(ASSIGNMENT) Given the records below, would you repeat exactly the lines that begin at the one containing "Target: bird's beak" and end at the one containing "Target: withered leaf", inclusive?

Natural language region descriptions:
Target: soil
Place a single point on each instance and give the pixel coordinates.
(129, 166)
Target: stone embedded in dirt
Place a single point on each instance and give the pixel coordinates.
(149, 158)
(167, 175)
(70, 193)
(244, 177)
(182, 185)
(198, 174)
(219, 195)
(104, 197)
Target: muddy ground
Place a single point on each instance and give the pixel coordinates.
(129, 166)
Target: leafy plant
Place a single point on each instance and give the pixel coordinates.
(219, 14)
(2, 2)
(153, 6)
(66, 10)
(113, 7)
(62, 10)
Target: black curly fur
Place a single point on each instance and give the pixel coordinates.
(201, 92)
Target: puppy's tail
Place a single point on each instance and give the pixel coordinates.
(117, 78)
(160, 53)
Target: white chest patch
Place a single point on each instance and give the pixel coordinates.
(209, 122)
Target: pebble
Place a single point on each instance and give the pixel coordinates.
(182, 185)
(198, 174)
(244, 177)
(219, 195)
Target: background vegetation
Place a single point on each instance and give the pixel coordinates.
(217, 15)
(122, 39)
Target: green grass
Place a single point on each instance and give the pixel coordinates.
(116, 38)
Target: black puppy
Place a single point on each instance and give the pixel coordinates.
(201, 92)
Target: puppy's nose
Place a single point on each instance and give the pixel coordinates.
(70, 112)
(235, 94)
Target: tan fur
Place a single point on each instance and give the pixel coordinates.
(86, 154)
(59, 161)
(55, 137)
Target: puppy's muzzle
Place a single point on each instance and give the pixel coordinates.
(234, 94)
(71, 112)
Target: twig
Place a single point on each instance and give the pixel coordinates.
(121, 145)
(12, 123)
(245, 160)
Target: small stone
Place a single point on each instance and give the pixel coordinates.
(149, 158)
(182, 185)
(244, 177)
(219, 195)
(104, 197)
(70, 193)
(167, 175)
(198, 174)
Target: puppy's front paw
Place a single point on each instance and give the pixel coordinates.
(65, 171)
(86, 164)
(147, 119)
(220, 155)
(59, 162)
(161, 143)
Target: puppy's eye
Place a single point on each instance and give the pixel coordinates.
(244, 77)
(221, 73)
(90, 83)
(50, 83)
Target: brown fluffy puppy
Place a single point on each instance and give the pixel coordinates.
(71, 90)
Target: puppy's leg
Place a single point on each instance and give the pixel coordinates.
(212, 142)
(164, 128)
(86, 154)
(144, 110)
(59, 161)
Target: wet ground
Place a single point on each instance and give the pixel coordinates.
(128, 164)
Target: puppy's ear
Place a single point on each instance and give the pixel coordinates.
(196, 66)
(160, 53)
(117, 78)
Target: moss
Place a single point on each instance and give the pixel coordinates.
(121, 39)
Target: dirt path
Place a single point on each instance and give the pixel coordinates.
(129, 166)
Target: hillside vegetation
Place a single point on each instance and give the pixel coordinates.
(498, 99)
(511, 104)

==

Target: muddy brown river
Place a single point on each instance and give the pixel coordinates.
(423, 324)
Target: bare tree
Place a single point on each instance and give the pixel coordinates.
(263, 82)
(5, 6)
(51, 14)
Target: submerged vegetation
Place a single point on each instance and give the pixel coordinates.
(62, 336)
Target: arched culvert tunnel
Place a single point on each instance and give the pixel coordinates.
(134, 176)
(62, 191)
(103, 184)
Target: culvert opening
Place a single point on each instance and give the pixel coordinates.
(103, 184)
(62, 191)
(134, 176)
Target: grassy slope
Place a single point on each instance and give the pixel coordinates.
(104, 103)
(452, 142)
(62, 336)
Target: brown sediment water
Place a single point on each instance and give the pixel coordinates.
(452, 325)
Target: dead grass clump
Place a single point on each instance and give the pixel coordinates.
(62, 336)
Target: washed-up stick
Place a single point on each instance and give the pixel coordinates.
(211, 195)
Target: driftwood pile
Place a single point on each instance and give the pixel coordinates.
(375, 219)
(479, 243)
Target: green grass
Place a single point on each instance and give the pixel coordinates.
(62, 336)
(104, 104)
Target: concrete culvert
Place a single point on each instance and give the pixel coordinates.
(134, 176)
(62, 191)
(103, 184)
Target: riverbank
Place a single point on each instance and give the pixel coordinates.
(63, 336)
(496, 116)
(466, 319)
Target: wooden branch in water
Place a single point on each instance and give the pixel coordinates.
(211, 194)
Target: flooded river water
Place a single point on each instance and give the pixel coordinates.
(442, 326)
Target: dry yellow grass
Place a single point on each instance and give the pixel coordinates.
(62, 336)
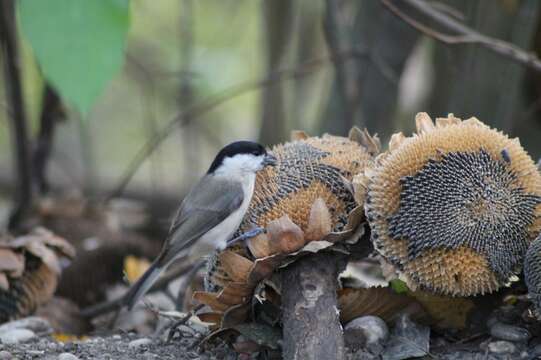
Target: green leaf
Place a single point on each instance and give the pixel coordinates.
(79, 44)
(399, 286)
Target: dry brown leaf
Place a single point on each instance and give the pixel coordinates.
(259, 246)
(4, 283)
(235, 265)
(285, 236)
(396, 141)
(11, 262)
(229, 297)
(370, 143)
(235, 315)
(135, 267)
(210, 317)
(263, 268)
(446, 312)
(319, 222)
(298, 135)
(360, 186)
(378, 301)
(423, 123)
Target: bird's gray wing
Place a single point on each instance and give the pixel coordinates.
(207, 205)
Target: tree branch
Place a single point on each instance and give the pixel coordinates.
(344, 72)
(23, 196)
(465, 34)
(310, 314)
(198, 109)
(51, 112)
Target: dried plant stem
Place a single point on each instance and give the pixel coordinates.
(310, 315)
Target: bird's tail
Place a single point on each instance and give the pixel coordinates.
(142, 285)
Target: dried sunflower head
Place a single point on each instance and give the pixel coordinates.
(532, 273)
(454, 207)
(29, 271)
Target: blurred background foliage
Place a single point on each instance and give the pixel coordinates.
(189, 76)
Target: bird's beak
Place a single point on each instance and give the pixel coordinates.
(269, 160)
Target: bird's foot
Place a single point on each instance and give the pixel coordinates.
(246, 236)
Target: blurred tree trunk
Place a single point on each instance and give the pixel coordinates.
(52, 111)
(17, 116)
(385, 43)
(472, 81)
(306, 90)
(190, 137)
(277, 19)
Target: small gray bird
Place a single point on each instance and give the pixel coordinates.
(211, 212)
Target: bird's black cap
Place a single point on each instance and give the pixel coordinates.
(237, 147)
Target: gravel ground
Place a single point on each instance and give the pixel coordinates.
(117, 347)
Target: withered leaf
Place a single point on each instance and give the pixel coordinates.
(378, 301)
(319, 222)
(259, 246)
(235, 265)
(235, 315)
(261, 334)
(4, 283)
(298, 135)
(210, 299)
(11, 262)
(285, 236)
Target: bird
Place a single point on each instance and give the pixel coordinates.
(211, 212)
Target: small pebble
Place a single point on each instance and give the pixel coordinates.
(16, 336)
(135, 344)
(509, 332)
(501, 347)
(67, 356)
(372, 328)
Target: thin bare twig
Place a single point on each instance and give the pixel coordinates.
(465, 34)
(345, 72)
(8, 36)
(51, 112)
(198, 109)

(WRITTEN ANSWER)
Target: bird's beak
Place a single point on each instance and give the pixel coordinates.
(269, 160)
Target: bird's foot
Place a single point on each instance and give the pixel coordinates.
(246, 236)
Target: blurred tree trunk
Place a single point on each instance and give the pixel coordinates.
(52, 111)
(17, 116)
(385, 43)
(472, 81)
(306, 90)
(190, 137)
(277, 19)
Target: small gray bird
Place a single point on each instance and give the pixel coordinates.
(211, 212)
Target: bird's black cap
Place a single point on each instance and give the pixel coordinates.
(237, 147)
Target: gravel ground
Place a single point on each instance and give the pixel coordinates.
(117, 347)
Target: withered leaf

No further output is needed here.